[TEXTO DA PÁGINA]
┌────────

Revista Biodiversidade, Sustento e Culturas 54 em Português

A foto de nossa capa parece não pertencer à revista Biodiversidade. Remete à devastação, o que é provocado por um dos tantos monocultivos industriais que hoje se expandem por milhões de hectares, para produzir combustíveis para automóveis. Mas a foto, na realidade, mostra um enorme sinal de esperança: mostra uma das muitas formas de rejeição e resistência que comunidades indígenas e camponesas do mundo inteiro estão começando a empreender para enfrentar a agressão que os chamados biocombustíveis ou agrocombustíveis representam.

O que se vê é a destruição de uma plantação de dendê por parte de uma comunidade camponesa, com a finalidade de recuperar sua terra e seu território e continuar exercendo o direito de cultivá-la e de produzir alimentos de seu próprio jeito, e não na forma das grandes indústrias.

Esses combustíveis, obtidos pelo processamento industrial de materiais vegetais provenientes de milho, de cana-de-açúcar, de soja ou de dendê, têm sido chamados de biocombustíveis, por serem de origem biológica. São apresentados como ecologicamente benéficos e “sustentáveis” e como a principal arma para combater o aquecimento da Terra. Mas a sua expansão converteu-se em uma onda gigantesca de novas conquistas territoriais e econômicas por parte das grandes corporações transnacionais, quase sempre aliadas com os grandes proprietários de terra de muitos países. A Via Campesina e outros movimentos sociais decidiram chamá-los de “agrocombustíveis” para ressaltar o fato de que competem seriamente pela terra e pela água necessárias para produzir alimentos.

└────────

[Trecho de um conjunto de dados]

┌────────

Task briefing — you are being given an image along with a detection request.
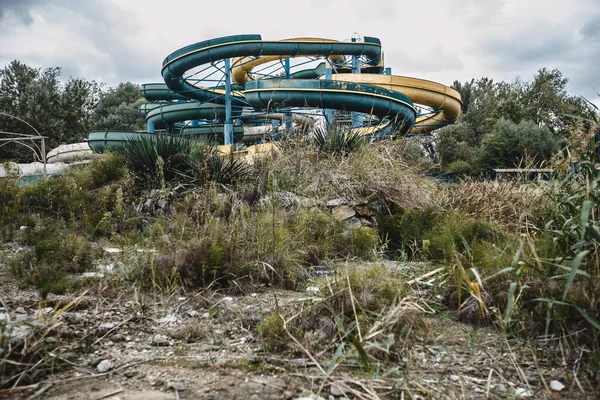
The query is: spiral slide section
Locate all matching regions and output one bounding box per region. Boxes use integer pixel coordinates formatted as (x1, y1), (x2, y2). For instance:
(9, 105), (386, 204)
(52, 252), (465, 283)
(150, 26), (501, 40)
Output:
(88, 35), (461, 152)
(333, 74), (462, 134)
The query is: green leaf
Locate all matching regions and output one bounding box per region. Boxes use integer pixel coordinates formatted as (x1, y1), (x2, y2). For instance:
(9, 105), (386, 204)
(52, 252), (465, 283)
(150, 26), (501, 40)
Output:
(504, 282), (517, 326)
(590, 225), (600, 242)
(563, 250), (589, 300)
(535, 297), (600, 330)
(581, 200), (592, 240)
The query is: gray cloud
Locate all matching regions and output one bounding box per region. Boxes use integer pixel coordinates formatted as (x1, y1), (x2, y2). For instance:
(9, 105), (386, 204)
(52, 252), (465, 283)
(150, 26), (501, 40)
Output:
(0, 0), (600, 104)
(581, 14), (600, 42)
(0, 0), (39, 25)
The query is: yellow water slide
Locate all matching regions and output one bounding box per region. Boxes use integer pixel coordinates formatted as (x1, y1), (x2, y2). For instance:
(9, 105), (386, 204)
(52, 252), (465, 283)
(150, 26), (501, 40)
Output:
(231, 38), (462, 134)
(231, 37), (383, 85)
(333, 74), (462, 134)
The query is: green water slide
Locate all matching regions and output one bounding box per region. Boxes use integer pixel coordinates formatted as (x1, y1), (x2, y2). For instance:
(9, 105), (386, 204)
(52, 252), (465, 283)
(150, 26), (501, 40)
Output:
(88, 35), (416, 152)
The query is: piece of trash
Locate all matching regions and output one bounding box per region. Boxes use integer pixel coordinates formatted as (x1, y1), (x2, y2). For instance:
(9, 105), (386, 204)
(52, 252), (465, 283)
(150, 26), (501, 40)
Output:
(315, 267), (335, 276)
(550, 381), (565, 392)
(306, 286), (321, 294)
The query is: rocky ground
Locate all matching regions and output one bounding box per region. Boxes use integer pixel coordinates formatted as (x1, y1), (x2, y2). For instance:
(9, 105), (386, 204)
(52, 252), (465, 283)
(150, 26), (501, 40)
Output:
(0, 245), (594, 400)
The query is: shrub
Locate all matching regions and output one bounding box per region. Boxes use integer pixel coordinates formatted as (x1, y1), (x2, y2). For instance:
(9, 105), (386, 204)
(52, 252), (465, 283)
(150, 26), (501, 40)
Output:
(479, 119), (561, 170)
(312, 128), (365, 155)
(345, 226), (379, 260)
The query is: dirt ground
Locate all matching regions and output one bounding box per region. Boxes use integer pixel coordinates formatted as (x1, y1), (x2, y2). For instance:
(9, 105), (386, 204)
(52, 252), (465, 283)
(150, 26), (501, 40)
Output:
(0, 242), (596, 400)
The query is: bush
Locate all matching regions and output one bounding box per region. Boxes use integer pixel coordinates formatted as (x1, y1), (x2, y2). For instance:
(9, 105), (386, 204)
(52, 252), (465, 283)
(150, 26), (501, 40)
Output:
(346, 226), (379, 260)
(479, 119), (562, 170)
(312, 128), (366, 155)
(377, 207), (438, 259)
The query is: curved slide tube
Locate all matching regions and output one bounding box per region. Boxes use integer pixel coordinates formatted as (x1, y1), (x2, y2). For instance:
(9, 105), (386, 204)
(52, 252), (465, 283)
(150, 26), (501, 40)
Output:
(333, 74), (462, 134)
(245, 79), (416, 133)
(162, 35), (381, 106)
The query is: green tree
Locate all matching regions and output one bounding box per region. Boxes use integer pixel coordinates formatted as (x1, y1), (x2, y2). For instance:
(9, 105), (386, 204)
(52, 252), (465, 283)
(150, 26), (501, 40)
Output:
(436, 122), (477, 168)
(93, 82), (145, 131)
(0, 60), (100, 162)
(479, 119), (562, 170)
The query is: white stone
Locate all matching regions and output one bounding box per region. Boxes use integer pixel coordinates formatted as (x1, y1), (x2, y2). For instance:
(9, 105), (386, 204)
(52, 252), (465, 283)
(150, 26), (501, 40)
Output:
(329, 383), (344, 397)
(152, 335), (169, 346)
(167, 381), (185, 392)
(550, 381), (565, 392)
(515, 388), (533, 399)
(327, 197), (348, 207)
(96, 360), (113, 374)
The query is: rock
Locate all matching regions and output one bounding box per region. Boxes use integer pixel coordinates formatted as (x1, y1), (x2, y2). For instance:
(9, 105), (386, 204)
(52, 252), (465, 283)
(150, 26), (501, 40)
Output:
(151, 335), (169, 346)
(495, 383), (506, 393)
(356, 207), (375, 217)
(329, 383), (344, 397)
(34, 307), (54, 318)
(123, 370), (138, 378)
(62, 351), (77, 361)
(89, 357), (104, 368)
(327, 197), (348, 207)
(333, 206), (360, 224)
(515, 388), (533, 399)
(79, 272), (104, 279)
(100, 322), (116, 332)
(96, 360), (114, 374)
(358, 218), (373, 228)
(158, 314), (181, 326)
(306, 286), (320, 295)
(550, 381), (565, 392)
(150, 376), (165, 386)
(167, 381), (186, 392)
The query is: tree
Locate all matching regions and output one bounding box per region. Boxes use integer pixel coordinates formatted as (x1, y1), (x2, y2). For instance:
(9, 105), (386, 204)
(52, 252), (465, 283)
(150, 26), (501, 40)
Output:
(436, 123), (477, 168)
(93, 82), (145, 131)
(479, 119), (562, 170)
(0, 60), (100, 162)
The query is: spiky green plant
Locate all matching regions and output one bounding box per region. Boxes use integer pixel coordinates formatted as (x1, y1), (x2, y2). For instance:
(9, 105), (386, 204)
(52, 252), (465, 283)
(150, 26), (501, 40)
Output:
(123, 134), (195, 183)
(312, 128), (365, 154)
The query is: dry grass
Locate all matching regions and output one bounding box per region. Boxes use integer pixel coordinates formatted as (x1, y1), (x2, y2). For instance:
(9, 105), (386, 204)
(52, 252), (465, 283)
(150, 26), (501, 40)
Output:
(438, 180), (548, 227)
(258, 143), (434, 209)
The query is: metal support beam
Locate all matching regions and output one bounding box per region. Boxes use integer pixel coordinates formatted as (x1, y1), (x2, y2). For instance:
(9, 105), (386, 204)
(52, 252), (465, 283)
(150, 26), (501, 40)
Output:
(224, 58), (233, 145)
(283, 58), (292, 135)
(325, 68), (334, 128)
(351, 38), (363, 128)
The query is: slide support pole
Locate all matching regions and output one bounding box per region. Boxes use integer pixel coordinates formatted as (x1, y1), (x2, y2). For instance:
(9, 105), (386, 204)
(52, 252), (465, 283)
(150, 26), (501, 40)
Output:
(283, 58), (292, 135)
(351, 38), (363, 128)
(325, 68), (333, 128)
(223, 58), (233, 145)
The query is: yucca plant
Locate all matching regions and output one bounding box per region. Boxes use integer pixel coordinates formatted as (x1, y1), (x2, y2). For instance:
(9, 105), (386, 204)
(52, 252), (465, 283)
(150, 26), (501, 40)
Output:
(504, 99), (600, 356)
(312, 128), (365, 154)
(123, 134), (194, 185)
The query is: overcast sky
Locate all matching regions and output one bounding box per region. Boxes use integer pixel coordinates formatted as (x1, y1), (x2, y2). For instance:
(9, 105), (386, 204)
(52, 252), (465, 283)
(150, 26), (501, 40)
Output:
(0, 0), (600, 103)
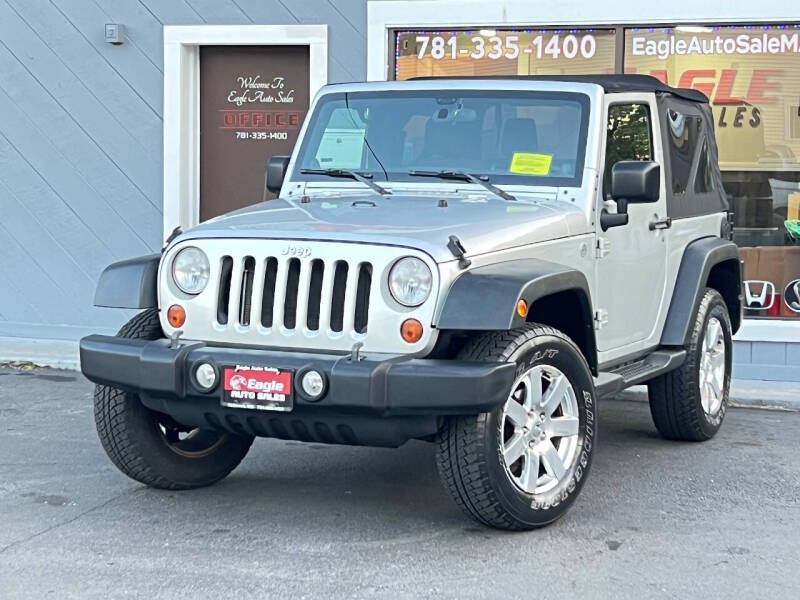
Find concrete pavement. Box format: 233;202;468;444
0;368;800;600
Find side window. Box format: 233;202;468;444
603;104;653;198
694;140;714;194
667;108;710;195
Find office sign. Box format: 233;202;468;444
200;46;310;221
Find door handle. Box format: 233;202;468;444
650;217;672;231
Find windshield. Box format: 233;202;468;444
292;90;589;186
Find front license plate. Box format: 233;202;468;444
221;365;292;412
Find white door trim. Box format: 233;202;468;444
163;25;328;240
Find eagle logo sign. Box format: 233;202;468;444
230;375;247;391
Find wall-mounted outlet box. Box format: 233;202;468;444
106;23;125;45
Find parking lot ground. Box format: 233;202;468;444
0;368;800;600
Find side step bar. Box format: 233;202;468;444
594;349;686;397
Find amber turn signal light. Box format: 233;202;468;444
400;319;422;344
167;304;186;328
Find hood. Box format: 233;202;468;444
176;192;589;262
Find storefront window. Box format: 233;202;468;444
624;25;800;318
395;29;615;79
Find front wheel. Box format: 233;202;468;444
437;324;597;530
94;309;253;490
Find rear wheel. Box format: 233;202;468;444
94;309;253;490
648;288;733;441
437;325;596;530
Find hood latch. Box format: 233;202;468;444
447;235;472;269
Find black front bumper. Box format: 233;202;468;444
80;335;515;446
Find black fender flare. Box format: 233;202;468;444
661;237;742;346
94;254;161;308
436;259;597;374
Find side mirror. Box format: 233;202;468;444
264;156;289;194
600;160;661;231
611;160;661;203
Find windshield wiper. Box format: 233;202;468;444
300;169;392;196
408;171;516;200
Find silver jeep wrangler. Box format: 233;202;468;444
81;75;741;529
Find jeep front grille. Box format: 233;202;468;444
217;256;372;335
159;238;438;354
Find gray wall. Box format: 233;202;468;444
0;0;366;340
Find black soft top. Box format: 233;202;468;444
413;74;708;104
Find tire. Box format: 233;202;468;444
647;288;733;442
436;324;597;530
94;309;253;490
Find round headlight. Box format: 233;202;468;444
389;256;433;306
172;246;210;295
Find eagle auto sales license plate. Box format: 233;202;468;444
221;365;292;412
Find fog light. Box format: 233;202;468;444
300;369;325;400
194;363;217;390
400;319;422;344
167;304;186;329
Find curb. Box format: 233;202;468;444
615;379;800;411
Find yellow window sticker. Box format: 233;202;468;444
508;152;553;175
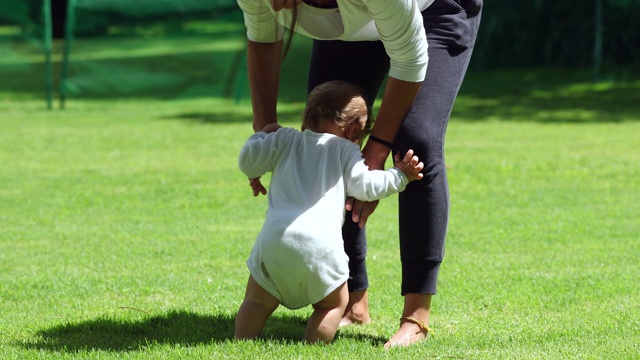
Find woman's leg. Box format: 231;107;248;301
304;283;349;344
235;275;280;340
307;40;389;325
385;0;482;347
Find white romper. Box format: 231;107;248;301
238;128;409;309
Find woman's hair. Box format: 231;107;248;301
302;80;373;135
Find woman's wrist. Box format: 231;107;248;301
369;135;393;150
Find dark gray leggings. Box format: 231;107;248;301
308;0;482;295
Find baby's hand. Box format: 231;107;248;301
260;123;282;133
393;149;424;181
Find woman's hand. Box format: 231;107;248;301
249;178;267;196
271;0;302;11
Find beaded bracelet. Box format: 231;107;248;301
369;135;393;149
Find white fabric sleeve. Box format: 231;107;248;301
238;132;277;179
237;0;284;43
363;0;429;82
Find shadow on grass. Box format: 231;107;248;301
18;311;386;353
161;105;303;126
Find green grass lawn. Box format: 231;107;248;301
0;22;640;359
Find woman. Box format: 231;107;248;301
238;0;482;348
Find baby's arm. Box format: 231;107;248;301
393;149;424;181
346;149;424;201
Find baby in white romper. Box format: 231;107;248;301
235;81;424;343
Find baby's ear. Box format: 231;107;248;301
344;124;360;143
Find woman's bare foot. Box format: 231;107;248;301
384;294;431;349
340;289;371;326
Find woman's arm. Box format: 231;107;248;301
362;77;422;170
345;77;422;227
247;40;282;132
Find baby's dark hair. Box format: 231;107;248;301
302;80;373;135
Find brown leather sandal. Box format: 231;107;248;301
400;316;435;337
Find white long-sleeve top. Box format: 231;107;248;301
232;0;434;82
238;128;409;309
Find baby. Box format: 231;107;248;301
235;81;424;343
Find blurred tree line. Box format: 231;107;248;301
473;0;640;74
0;0;640;74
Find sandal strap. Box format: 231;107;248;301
400;316;435;335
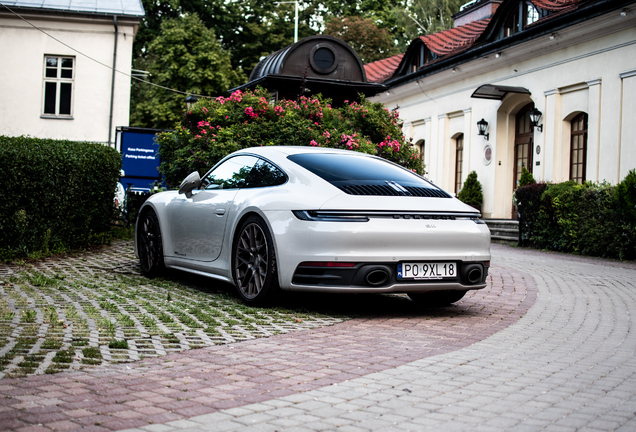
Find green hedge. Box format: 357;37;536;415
0;136;121;259
157;89;424;188
515;170;636;260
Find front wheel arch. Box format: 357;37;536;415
230;213;280;306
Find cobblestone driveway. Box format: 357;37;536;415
0;241;636;432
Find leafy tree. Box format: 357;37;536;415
393;0;465;49
130;14;245;129
324;16;399;63
457;171;484;206
157;89;424;187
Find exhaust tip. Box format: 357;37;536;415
468;268;481;283
365;269;389;286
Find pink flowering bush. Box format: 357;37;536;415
157;89;424;187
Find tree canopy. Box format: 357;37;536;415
131;13;245;129
131;0;463;128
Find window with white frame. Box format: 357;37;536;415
42;55;75;117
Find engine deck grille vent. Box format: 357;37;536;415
338;185;451;198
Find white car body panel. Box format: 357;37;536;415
135;147;490;292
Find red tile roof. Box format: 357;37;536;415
364;54;404;82
364;0;585;82
420;18;490;57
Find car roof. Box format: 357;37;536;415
236;146;372;157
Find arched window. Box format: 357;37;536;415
415;140;424;160
570;113;587;183
455;134;464;194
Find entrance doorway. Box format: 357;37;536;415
511;103;534;219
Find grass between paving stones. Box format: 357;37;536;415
0;246;346;378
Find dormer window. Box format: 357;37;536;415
500;1;548;39
408;44;437;73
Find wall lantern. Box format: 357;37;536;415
528;108;543;132
477;119;490;141
186;95;199;110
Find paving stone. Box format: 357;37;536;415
0;245;636;432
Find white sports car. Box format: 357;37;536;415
135;147;490;306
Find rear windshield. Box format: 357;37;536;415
288;153;450;198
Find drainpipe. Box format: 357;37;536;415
108;16;119;146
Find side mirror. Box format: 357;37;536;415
179;171;201;198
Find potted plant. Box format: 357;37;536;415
457;171;484;212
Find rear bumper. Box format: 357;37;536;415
286;262;489;293
265;212;490;292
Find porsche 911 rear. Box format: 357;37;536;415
267;206;490;293
135;146;490;306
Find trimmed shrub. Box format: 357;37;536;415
157;89;424;188
515;176;636;259
0;136;121;259
457;171;484;208
515;183;547;246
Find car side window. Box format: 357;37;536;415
246;159;287;188
199;155;259;190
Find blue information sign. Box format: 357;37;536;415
117;127;161;189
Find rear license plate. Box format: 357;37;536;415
398;262;457;280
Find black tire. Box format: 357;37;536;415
408;290;468;307
137;210;166;278
232;216;280;306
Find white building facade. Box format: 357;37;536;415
0;0;144;145
366;0;636;219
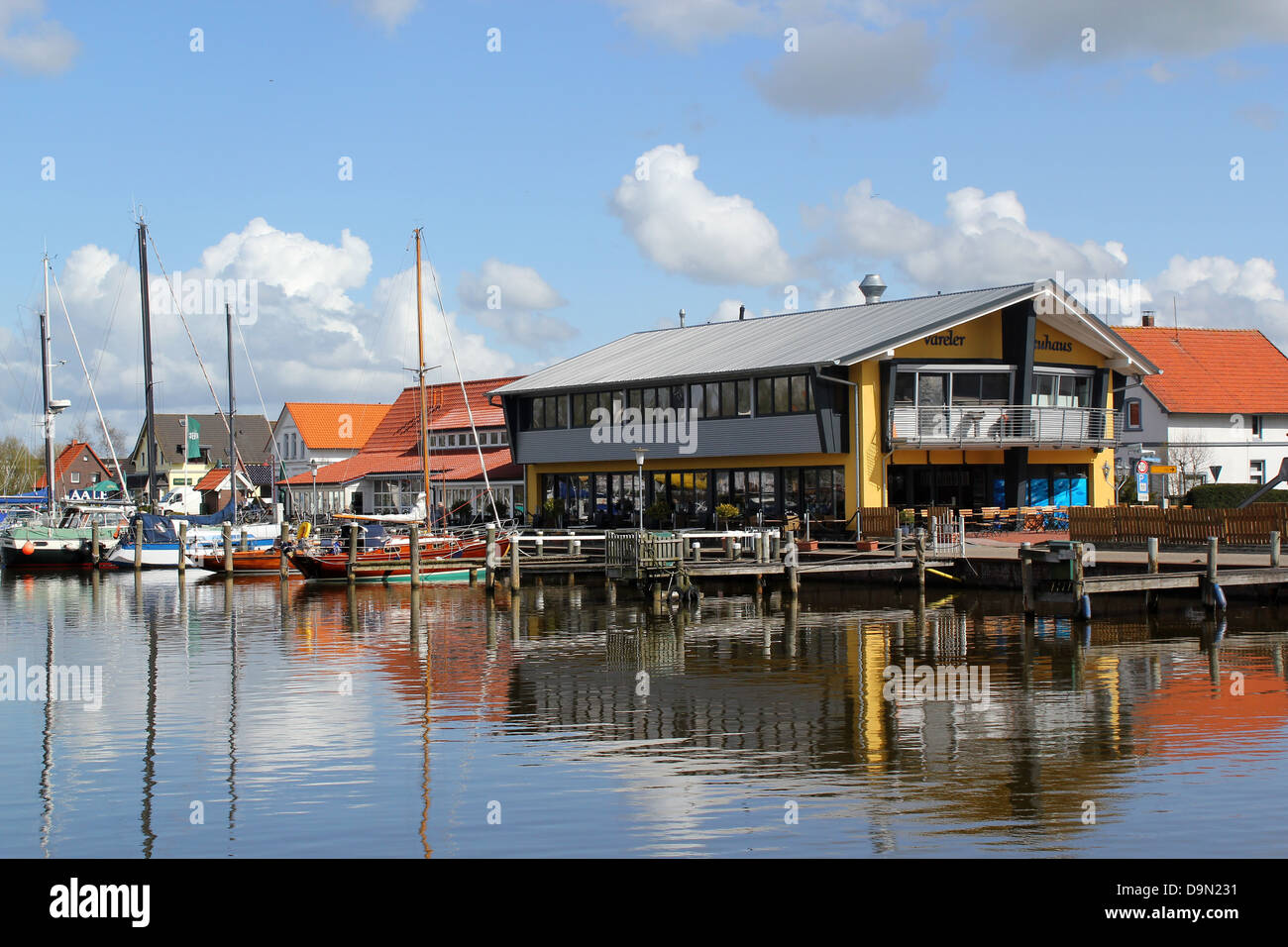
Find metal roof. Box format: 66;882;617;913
497;279;1147;394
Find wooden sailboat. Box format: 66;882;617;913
291;228;510;581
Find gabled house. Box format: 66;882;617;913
286;377;524;523
35;441;123;501
1115;322;1288;491
494;274;1155;528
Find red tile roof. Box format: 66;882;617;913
33;441;112;489
1115;326;1288;415
286;401;391;451
284;447;523;487
364;376;519;454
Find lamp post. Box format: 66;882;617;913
309;458;318;519
634;447;648;532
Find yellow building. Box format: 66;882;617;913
494;277;1156;526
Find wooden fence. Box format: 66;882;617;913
1069;502;1288;546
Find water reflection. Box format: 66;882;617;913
0;574;1288;857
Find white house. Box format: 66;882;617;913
1115;324;1288;496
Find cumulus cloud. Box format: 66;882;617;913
0;0;80;74
752;21;939;115
610;145;790;286
352;0;420;30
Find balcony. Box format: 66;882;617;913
888;404;1117;449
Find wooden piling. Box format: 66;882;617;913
407;523;419;588
277;523;291;582
1020;543;1038;617
483;526;496;595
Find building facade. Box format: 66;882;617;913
1116;326;1288;500
496;279;1154;528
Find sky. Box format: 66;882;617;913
0;0;1288;450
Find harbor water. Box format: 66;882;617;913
0;573;1288;858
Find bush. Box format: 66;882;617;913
1181;483;1288;510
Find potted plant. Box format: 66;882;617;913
716;502;742;531
644;498;671;530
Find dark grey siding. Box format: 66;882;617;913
514;414;823;464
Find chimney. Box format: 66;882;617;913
859;273;885;305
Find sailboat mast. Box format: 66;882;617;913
139;219;158;507
40;253;58;517
224;303;237;514
416;227;434;527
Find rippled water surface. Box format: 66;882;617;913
0;574;1288;857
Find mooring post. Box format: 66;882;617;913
1020;543;1038;618
277;522;291;582
483;526;496;595
220;523;233;576
407;523;420;588
345;523;358;585
1203;536;1220;608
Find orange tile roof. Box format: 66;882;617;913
364;376;519;454
33;441;112;489
284;447;523;487
1115;326;1288;415
286;401;391;451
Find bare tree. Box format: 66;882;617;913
1167;433;1212;496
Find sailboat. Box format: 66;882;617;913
291;228;510;582
0;254;129;570
100;219;278;570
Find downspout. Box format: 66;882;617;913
820;361;863;543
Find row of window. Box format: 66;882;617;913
523;374;814;430
535;467;845;527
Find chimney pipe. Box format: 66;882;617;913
859;273;886;305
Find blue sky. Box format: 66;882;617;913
0;0;1288;438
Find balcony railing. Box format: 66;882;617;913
889;404;1116;449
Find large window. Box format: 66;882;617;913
756;374;814;415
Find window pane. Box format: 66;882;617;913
791;374;808;412
690;385;705;417
720;381;738;417
894;371;917;404
774;377;793;415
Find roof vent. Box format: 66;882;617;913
859;273;885;305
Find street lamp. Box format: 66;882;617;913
634;447;648;532
309;458;318;519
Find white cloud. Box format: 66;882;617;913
831;180;1127;288
0;0;80;74
608;0;769;49
610;145;790;286
351;0;420;30
752;22;939;115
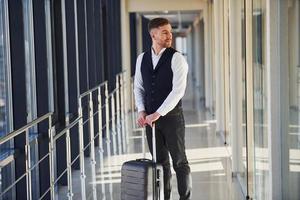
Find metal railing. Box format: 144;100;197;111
0;112;53;199
0;72;128;200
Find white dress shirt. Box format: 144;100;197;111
134;48;188;116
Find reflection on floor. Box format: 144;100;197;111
58;101;245;200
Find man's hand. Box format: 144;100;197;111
137;111;147;127
146;112;160;127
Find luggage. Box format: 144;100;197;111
121;124;164;200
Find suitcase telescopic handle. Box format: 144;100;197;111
152;122;156;163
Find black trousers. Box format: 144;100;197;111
146;107;192;200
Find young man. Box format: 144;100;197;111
134;18;192;200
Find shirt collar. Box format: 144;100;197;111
151;47;167;56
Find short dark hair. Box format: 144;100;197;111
148;17;170;33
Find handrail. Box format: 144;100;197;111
53;117;81;141
0;112;53;145
79;81;108;99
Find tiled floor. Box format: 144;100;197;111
58;96;244;200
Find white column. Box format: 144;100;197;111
121;0;131;117
214;0;225;133
266;0;289;200
191;21;200;110
203;2;213;108
229;0;243;173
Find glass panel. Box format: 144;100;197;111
252;0;269;199
22;0;39;199
0;0;9;142
240;0;247;188
0;0;15;199
282;0;300;200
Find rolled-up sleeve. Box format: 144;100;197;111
134;53;145;112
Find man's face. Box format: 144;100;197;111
151;24;172;48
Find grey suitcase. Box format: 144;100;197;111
121;124;164;200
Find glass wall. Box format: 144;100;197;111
22;0;39;199
240;0;247;191
0;0;15;199
281;0;300;200
252;0;269;199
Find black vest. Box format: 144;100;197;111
141;48;181;114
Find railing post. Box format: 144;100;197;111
78;97;86;199
98;87;105;199
48;116;55;200
105;84;111;160
89;92;97;200
111;92;117;155
25;129;32;200
120;73;128;152
105;84;113;199
116;74;124;154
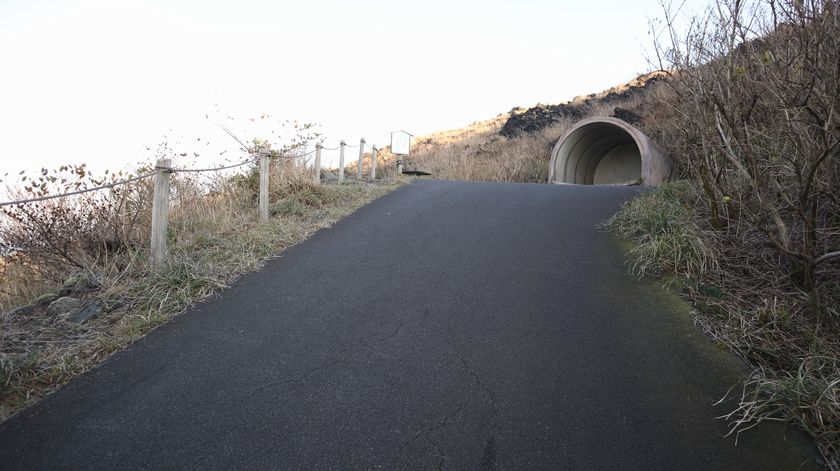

└────────

[INSTRUÇÕES DO EXERCÍCIO]
1/ Segundo o texto sobre agrocombustíveis, de quais materiais vegetais esses combustíveis são obtidos?
2/ No texto sobre agrocombustíveis, transforme em uma lista curta o parágrafo que começa com "Esses combustíveis, obtidos", mantendo as informações principais.
3/ Transcreva do texto sobre agrocombustíveis o trecho que vai de "A foto de nossa" até "ou agrocombustíveis representam.", inclusive.

[RESPOSTAS]
1/ De milho, cana-de-açúcar, soja ou dendê.

2/
- São obtidos pelo processamento industrial de milho, cana-de-açúcar, soja ou dendê e chamados de biocombustíveis por terem origem biológica.
- São apresentados como ecologicamente benéficos, "sustentáveis" e como a principal arma contra o aquecimento da Terra.
- Sua expansão virou uma onda gigantesca de conquistas territoriais e econômicas das grandes corporações transnacionais, quase sempre aliadas aos grandes proprietários de terra.
- A Via Campesina e outros movimentos sociais os chamam de "agrocombustíveis" para ressaltar que competem seriamente pela terra e pela água necessárias para produzir alimentos.

3/
A foto de nossa capa parece não pertencer à revista Biodiversidade. Remete à devastação, o que é provocado por um dos tantos monocultivos industriais que hoje se expandem por milhões de hectares, para produzir combustíveis para automóveis. Mas a foto, na realidade, mostra um enorme sinal de esperança: mostra uma das muitas formas de rejeição e resistência que comunidades indígenas e camponesas do mundo inteiro estão começando a empreender para enfrentar a agressão que os chamados biocombustíveis ou agrocombustíveis representam.